**STATED GOAL**
Reproduce verbatim the lines of the entries below, starting at the line that contains "Target: white label on bin" and continuing through the final line of the entries.

**PROVIDED MATERIAL**
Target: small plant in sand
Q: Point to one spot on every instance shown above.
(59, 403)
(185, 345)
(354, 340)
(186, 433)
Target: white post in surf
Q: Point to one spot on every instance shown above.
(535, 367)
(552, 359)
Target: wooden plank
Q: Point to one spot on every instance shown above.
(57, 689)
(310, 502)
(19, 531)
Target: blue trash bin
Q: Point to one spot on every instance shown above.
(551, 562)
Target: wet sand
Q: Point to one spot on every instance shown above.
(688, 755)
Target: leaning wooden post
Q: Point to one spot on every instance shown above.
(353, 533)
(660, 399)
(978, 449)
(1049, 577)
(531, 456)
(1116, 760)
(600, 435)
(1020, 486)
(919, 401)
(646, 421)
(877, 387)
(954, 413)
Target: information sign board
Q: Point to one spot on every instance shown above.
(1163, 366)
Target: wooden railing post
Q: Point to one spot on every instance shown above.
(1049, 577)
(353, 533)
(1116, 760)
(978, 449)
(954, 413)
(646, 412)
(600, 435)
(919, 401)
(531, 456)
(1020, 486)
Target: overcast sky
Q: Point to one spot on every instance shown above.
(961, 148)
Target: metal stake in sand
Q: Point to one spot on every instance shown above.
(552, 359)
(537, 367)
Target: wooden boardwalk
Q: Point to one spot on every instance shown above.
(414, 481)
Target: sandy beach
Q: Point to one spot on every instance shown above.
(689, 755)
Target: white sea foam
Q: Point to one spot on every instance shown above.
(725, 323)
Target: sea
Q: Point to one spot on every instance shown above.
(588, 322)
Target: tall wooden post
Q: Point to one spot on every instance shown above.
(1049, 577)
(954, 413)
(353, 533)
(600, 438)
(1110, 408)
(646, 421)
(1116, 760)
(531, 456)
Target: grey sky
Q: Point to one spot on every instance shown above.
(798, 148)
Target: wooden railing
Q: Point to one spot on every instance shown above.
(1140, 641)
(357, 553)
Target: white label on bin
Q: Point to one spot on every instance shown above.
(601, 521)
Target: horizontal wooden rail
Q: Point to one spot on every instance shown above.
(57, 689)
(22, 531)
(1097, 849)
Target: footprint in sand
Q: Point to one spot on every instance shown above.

**SOLUTION FOR THIS TASK**
Target: white label on bin
Q: Point to one spot on every instance shown above.
(601, 521)
Target: horizontal wooden rail
Q: Point to one spot on every instance shown above.
(57, 689)
(22, 531)
(1097, 849)
Target: footprint in sand
Q: Point to one spot on every instance shown above.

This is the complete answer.